[Stored items]
····················

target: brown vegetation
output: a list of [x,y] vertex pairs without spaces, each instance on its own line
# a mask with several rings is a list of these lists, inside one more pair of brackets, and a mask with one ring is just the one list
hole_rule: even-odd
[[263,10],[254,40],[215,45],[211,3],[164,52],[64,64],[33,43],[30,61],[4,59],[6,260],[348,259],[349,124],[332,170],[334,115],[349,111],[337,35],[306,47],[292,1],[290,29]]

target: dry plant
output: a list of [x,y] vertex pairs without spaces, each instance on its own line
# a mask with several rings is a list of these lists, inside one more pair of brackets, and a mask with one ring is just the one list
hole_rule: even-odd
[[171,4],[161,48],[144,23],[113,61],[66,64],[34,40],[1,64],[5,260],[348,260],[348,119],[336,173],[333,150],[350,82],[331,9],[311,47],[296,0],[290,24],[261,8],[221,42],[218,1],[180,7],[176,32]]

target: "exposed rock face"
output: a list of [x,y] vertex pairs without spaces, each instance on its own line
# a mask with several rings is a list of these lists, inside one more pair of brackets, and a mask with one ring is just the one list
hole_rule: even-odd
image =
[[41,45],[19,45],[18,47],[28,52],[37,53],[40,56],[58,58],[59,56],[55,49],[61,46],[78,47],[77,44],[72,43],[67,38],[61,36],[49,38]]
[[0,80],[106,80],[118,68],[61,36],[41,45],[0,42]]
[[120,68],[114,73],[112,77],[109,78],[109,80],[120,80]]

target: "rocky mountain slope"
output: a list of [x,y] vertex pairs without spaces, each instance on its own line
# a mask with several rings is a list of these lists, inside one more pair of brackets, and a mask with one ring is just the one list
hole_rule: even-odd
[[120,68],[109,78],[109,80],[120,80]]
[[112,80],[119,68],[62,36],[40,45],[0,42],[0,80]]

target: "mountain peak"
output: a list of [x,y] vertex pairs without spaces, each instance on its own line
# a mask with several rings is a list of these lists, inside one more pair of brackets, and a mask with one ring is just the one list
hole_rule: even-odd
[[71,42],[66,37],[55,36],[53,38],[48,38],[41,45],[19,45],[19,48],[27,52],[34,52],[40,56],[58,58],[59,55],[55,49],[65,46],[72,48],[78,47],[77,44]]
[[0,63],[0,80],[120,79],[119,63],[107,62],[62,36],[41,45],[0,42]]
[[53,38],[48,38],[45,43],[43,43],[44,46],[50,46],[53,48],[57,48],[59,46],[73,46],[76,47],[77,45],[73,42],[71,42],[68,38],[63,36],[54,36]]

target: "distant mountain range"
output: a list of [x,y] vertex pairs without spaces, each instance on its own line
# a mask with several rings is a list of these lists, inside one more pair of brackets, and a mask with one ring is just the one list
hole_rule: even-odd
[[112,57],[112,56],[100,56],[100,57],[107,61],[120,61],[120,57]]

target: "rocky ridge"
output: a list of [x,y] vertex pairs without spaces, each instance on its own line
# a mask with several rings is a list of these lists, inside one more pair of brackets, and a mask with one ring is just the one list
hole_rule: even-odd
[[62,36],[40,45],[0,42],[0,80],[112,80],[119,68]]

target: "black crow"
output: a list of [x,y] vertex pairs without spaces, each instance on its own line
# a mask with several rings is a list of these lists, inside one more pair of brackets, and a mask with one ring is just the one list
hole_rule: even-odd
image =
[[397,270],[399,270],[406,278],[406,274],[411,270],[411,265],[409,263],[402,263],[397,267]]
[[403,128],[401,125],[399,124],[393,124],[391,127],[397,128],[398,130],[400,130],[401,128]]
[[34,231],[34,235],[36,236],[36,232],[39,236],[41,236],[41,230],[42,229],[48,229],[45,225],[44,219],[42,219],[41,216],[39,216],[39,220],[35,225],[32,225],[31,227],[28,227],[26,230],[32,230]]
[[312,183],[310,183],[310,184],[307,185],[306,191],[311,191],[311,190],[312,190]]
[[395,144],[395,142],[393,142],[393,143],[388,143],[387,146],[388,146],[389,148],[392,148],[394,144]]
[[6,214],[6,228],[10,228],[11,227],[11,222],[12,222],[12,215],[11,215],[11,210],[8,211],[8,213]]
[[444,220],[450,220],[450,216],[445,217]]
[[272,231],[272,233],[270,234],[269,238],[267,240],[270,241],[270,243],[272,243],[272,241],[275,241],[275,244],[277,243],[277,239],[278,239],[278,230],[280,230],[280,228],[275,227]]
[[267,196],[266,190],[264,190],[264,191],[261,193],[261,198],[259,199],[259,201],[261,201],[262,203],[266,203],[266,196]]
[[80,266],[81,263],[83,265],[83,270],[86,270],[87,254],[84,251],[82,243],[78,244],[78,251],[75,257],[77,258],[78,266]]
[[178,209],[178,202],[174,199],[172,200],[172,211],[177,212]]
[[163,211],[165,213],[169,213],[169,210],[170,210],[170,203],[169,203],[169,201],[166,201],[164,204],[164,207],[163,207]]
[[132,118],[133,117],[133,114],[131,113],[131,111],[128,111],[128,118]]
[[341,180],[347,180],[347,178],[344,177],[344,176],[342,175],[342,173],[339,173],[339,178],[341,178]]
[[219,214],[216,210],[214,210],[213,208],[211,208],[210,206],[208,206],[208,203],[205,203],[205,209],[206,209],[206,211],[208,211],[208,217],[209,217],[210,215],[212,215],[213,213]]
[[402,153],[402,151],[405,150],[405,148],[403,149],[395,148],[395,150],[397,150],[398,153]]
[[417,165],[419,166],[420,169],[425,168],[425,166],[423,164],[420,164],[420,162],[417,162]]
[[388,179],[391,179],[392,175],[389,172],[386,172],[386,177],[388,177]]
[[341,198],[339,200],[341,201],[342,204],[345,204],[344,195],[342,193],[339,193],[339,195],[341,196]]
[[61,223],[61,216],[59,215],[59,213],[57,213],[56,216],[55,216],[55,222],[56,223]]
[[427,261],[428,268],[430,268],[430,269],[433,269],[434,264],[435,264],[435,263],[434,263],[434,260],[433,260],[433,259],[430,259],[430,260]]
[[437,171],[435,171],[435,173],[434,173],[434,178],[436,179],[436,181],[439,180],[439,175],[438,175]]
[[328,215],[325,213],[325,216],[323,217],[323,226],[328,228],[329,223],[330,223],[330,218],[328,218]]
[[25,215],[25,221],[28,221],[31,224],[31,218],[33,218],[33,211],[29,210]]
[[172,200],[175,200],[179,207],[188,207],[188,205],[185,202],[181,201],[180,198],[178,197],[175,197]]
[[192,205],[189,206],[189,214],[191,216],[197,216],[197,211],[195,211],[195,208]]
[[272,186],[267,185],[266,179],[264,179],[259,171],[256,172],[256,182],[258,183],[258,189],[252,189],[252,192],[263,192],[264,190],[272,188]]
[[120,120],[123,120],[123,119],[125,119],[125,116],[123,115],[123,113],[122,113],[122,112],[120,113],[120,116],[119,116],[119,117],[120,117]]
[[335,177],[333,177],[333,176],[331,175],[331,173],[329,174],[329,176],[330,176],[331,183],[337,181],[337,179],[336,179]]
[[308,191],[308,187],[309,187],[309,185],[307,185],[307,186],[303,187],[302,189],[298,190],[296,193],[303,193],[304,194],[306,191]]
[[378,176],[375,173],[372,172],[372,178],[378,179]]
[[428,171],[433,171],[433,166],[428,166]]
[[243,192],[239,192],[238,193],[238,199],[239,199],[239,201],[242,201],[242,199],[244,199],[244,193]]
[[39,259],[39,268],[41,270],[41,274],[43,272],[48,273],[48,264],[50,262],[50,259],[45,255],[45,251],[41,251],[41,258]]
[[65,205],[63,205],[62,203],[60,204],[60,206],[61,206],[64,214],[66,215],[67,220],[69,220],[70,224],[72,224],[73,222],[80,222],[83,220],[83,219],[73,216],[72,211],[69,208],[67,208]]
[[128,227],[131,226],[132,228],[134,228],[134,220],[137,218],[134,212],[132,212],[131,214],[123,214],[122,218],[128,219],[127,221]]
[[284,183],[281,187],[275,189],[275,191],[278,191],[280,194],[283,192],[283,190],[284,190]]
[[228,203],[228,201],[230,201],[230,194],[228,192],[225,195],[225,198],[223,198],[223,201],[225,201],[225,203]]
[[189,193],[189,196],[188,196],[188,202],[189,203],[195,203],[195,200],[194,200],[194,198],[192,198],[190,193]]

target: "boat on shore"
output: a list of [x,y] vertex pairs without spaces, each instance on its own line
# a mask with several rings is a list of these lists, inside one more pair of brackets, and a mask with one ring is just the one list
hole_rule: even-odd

····················

What is being asked –
Whenever the string "rocky" shows up in a line of the records, that line counts; state how many lines count, and only that.

Response –
2